▶ [ARTICLE]:
__________________________________________________

Date: Tue, 19 Feb 2002 21:59:17 -0600
Reply-To: Stan Wilder <wilden1@JUNO.COM>
Sender: Vanagon Mailing List <vanagon@gerry.vanagon.com>
From: Stan Wilder <wilden1@JUNO.COM>
Subject: Re: Engine Wear
Content-Type: text/plain; charset=us-ascii
And with all that said ........... Mr Wankel came along with a different
problem, how to keep the Rs below 8000.
Stan Wilder
On Tue, 19 Feb 2002 21:45:22 EST Frank Grunthaner <FrankGRUN@AOL.COM>
writes:
> In a message dated 2/19/02 10:47:45 AM, al_knoll@PACBELL.NET writes:
>
> << Donning my Nomex...
>
>
> I seem to recall that engine wear is proportional to piston feet per
> mile.
>
> How far a piston travels in moving the car one mile.
>
>
> Given same lubricants, operating temperatures, the motor with more
> p-ft/mi
>
> will wear out sooner.

__________________________________________________

[Saved data entries]

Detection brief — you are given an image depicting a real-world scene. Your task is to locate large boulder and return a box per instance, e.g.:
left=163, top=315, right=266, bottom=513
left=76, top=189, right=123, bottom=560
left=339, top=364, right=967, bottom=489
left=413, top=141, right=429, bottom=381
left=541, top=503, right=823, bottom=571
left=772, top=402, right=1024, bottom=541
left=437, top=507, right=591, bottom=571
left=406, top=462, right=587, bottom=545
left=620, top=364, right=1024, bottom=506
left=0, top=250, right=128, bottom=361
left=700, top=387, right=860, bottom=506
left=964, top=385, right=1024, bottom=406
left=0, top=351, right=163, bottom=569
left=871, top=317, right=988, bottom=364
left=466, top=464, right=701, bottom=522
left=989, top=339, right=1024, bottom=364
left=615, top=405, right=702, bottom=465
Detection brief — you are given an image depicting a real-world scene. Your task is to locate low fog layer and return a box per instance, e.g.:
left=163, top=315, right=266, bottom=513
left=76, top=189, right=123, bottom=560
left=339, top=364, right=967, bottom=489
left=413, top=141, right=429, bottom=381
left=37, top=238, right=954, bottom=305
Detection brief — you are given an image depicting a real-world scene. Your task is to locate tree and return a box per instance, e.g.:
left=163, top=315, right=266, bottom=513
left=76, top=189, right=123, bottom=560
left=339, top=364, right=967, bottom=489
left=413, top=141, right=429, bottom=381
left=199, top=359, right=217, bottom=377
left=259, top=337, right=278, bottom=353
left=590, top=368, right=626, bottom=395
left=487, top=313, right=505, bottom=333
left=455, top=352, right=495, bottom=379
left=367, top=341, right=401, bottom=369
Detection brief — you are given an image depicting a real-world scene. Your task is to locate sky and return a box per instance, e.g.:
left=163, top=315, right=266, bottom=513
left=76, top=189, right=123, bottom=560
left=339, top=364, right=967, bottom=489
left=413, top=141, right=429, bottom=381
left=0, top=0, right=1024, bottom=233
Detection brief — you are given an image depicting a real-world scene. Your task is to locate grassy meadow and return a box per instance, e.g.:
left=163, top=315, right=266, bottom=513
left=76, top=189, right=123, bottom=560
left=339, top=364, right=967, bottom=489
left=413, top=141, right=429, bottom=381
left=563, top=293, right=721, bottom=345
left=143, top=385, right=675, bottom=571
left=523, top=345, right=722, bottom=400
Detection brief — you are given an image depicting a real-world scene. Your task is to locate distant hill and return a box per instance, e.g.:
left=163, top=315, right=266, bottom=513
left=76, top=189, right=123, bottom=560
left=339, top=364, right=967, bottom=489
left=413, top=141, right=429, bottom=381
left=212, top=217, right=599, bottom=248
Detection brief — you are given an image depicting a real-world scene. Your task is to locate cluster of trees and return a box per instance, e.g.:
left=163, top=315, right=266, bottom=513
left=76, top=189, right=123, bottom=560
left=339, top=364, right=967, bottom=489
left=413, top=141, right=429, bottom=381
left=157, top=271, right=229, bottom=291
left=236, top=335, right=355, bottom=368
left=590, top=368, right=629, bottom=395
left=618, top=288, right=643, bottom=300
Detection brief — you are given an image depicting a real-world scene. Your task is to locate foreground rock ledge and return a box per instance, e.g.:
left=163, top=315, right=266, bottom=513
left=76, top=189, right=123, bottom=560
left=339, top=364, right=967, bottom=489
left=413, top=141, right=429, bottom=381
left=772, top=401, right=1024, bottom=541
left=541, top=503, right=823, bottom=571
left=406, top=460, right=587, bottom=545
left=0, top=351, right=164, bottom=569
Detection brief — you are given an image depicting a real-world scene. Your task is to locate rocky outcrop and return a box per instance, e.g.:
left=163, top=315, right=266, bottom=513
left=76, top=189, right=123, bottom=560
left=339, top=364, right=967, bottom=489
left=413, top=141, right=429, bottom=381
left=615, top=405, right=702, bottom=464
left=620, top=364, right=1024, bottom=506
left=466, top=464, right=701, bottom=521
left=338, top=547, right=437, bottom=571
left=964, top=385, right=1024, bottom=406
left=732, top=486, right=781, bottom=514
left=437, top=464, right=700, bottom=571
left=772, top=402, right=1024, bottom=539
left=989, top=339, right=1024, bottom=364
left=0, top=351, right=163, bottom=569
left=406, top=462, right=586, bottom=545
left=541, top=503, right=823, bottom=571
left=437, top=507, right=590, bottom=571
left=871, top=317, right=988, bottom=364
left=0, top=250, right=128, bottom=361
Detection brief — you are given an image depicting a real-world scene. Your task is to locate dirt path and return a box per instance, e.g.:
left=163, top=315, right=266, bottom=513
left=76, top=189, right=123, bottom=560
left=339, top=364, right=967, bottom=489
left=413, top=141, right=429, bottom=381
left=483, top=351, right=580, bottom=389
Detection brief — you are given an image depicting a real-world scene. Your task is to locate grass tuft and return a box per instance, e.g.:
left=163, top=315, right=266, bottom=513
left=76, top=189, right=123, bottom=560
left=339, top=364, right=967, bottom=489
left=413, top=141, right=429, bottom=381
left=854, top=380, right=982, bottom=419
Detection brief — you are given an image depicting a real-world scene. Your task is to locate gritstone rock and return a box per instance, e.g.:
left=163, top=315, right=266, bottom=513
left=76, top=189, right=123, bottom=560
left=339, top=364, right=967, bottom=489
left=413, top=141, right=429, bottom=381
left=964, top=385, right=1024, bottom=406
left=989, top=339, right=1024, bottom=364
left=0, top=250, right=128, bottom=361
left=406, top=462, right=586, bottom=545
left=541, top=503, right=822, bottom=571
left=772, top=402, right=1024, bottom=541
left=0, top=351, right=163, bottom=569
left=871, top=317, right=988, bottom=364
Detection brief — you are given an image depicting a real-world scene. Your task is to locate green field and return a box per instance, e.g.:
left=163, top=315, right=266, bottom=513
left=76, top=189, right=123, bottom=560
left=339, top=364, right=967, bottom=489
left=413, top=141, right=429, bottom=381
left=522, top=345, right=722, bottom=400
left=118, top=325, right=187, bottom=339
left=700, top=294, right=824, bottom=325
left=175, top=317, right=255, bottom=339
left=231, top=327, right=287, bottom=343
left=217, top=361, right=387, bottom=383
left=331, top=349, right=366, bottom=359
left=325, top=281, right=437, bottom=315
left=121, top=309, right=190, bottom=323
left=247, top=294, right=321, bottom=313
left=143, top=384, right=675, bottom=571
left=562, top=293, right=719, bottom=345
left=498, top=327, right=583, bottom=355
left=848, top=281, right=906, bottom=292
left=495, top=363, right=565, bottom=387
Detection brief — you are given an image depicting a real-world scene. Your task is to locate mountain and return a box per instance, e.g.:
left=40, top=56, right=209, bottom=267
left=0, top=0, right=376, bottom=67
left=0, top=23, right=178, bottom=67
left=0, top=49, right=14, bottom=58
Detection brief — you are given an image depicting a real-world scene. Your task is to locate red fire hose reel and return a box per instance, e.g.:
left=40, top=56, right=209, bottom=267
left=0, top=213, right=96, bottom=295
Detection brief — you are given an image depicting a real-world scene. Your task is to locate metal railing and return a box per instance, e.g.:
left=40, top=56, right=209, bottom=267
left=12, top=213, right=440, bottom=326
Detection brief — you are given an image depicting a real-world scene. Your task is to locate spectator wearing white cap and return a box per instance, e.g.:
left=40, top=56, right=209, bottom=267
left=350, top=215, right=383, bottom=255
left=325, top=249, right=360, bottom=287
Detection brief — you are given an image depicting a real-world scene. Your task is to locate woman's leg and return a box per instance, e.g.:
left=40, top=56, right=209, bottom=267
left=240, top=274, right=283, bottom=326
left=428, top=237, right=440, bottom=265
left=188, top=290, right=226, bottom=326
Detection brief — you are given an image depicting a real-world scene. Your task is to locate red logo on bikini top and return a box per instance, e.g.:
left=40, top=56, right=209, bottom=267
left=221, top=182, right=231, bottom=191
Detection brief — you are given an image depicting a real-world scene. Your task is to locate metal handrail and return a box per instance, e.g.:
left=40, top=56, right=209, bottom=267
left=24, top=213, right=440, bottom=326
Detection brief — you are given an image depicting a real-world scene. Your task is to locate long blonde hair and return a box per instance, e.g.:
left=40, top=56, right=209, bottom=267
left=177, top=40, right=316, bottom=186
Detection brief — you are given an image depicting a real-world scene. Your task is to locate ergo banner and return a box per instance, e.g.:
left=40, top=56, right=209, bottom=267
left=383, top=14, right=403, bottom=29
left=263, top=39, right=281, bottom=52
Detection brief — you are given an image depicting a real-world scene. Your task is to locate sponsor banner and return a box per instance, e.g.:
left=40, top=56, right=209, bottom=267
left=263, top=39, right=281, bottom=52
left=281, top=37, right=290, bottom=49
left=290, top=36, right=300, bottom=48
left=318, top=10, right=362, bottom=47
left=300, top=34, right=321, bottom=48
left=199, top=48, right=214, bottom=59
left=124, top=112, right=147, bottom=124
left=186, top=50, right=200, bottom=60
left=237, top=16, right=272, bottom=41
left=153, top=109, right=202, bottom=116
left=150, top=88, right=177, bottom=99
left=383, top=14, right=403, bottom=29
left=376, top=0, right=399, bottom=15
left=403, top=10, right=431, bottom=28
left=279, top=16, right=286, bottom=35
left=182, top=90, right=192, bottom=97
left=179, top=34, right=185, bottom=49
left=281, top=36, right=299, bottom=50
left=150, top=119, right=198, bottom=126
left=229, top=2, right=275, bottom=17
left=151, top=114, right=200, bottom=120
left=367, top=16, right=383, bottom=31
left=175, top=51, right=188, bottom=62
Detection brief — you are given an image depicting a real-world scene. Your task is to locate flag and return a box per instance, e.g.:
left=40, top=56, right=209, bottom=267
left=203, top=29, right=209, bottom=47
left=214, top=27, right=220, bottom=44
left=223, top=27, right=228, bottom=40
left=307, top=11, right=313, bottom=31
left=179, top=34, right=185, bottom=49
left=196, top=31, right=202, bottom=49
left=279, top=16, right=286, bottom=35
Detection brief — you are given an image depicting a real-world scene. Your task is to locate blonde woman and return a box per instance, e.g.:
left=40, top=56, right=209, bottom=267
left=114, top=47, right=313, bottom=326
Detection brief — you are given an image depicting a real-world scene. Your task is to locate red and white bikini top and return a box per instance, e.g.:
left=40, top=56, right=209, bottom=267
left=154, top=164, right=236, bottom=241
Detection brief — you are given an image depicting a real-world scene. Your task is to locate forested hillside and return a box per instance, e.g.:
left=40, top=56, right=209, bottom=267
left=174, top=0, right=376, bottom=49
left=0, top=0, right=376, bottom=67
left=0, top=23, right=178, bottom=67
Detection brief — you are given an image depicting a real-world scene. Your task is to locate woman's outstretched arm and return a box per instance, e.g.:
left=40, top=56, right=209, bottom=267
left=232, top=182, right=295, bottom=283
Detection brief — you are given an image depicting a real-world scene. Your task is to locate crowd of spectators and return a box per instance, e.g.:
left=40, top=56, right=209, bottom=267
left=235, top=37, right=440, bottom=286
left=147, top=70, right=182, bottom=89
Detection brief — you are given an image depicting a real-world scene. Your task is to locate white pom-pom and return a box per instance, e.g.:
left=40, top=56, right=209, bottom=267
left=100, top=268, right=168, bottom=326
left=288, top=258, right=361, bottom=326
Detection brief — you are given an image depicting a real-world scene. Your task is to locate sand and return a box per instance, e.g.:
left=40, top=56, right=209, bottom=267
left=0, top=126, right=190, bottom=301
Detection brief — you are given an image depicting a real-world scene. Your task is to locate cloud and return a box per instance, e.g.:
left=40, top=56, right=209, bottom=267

__________________________________________________

▶ [EXERCISES TO COMPLETE]:
[1] Output everything in the engine wear message from "Date: Tue, 19" down to "Donning my Nomex...".
[2] Answer these questions about the engine wear message.
(a) Which problem does the reply say Mr Wankel came along with?
(b) According to the quoted message, engine wear is proportional to what?
(c) Given the same lubricants and operating temperatures, which motor will wear out sooner?
The records have no connection to the engine wear message.

▶ [EXERCISE RESULTS]:
[1]
Date: Tue, 19 Feb 2002 21:59:17 -0600
Reply-To: Stan Wilder <wilden1@JUNO.COM>
Sender: Vanagon Mailing List <vanagon@gerry.vanagon.com>
From: Stan Wilder <wilden1@JUNO.COM>
Subject: Re: Engine Wear
Content-Type: text/plain; charset=us-ascii
And with all that said ........... Mr Wankel came along with a different
problem, how to keep the Rs below 8000.
Stan Wilder
On Tue, 19 Feb 2002 21:45:22 EST Frank Grunthaner <FrankGRUN@AOL.COM>
writes:
> In a message dated 2/19/02 10:47:45 AM, al_knoll@PACBELL.NET writes:
>
> << Donning my Nomex...

[2]
(a) How to keep the Rs below 8000.
(b) Piston feet per mile.
(c) The motor with more p-ft/mi.